Page excerpt:
* Begin *

Parity Drive Disabled Due to Errors, Best Option to Re-enable and Correct Parity?


Recommended Posts

New to setting up and using unRAID so please bear with me.  I initially had a 4TB data drive and a 6TB drive for parity.  I added two 8TB drives as parity drives to expand to 10TB of storage with additional redundancy, and to allow for storage expansion using 8TB drives.

 

The steps I followed were:

1) Added an 8TB drive (sde) to the array as Parity 2, and had the system build parity on it.

2) Unassigned the 6TB drive (sdb), reassigned it as Disk 2, and had the array preclear it.

3) Added the second 8TB drive (sdd) to the array and started building parity on it as well.

 

About halfway through the parity build on sdd, the system posted a notification that there were errors on sde and disabled the drive.  After the parity build on sdd completed I ran an extended self test on sde.  The SMART test results (following this post) give health status of PASS, and I believe the issue to be a single bad sector.  I plan to shutdown and clean/re-seat all connections just in case.

 

Sdd (Parity), sdb (Disk 2), and sdc (Disk 1) currently show normal-operation/active, while sde shows disabled.  From what i can tell my options are either:

 

a) unassign/reassign the sde drive to Parity 2 which will then be entirely rebuild; or

b) perform a new config, and run a parity check with "Write corrections to parity" enabled wich will fix the problems on sde (Parity 2).

 

Are there any other options or steps to be aware of?  What are the relative pros and cons of the forgoing options?  I'd prefer not to have to rebuild parity but if there is a distinct advantage to it, I'm happy to do so.  Thanks!

 

=== START OF READ SMART DATA SECTION ===
SMART overall-health self-assessment test result: PASSED

General SMART Values:
Offline data collection status:  (0x00)    Offline data collection activity
                    was never started.

* End *

Exercise instructions:
1) Answer these questions about the unRAID parity forum post:
(a) What role did the 6TB drive have before the new drives were added?
(b) Which drive did the system disable because of errors?
(c) What health status did the SMART test results give for that drive?
2) Extend the unRAID parity forum post past its final line.

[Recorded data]

* Begin *

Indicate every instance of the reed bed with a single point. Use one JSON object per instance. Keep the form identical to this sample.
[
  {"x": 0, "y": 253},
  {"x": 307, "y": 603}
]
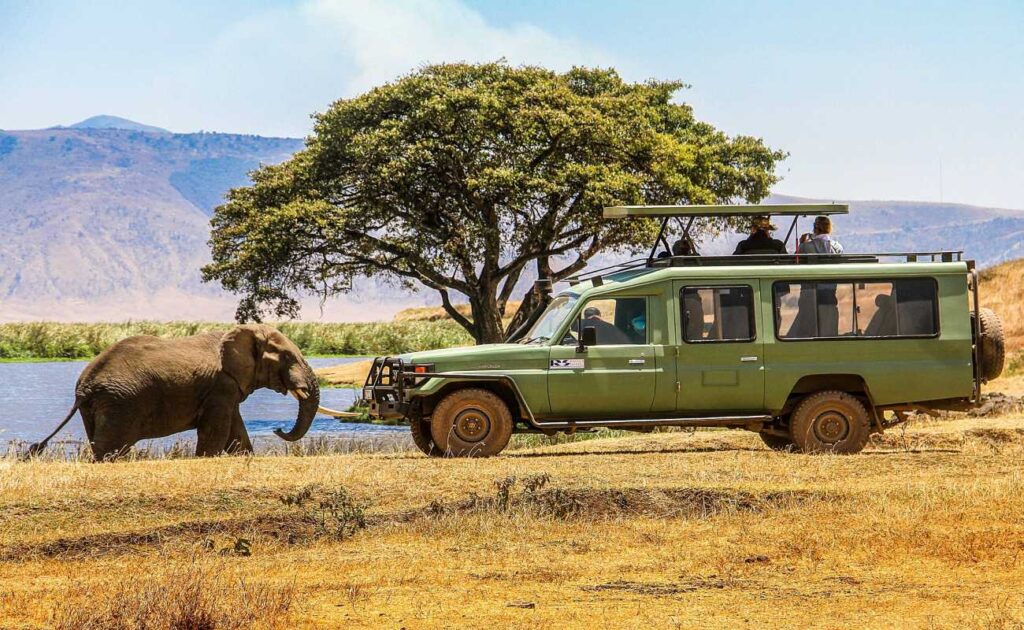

* End *

Expected responses:
1)
(a) It was the parity drive.
(b) sde, the 8TB drive assigned as Parity 2.
(c) PASS.

2)
                    Auto Offline Data Collection: Disabled.
Self-test execution status:      ( 121)    The previous self-test completed having
                    the read element of the test failed.
Total time to complete Offline 
data collection:         (    0) seconds.
Offline data collection
capabilities:              (0x73) SMART execute Offline immediate.
                    Auto Offline data collection on/off support.
                    Suspend Offline collection upon new
                    command.
                    No Offline surface scan supported.
                    Self-test supported.
                    Conveyance Self-test supported.
                    Selective Self-test supported.
SMART capabilities:            (0x0003)    Saves SMART data before entering
                    power-saving mode.
                    Supports SMART auto save timer.
Error logging capability:        (0x01)    Error logging supported.
                    General Purpose Logging supported.
Short self-test routine 
recommended polling time:      (   1) minutes.
Extended self-test routine
recommended polling time:      ( 991) minutes.
Conveyance self-test routine
recommended polling time:      (   2) minutes.
SCT capabilities:            (0x30a5)    SCT Status supported.
                    SCT Data Table supported.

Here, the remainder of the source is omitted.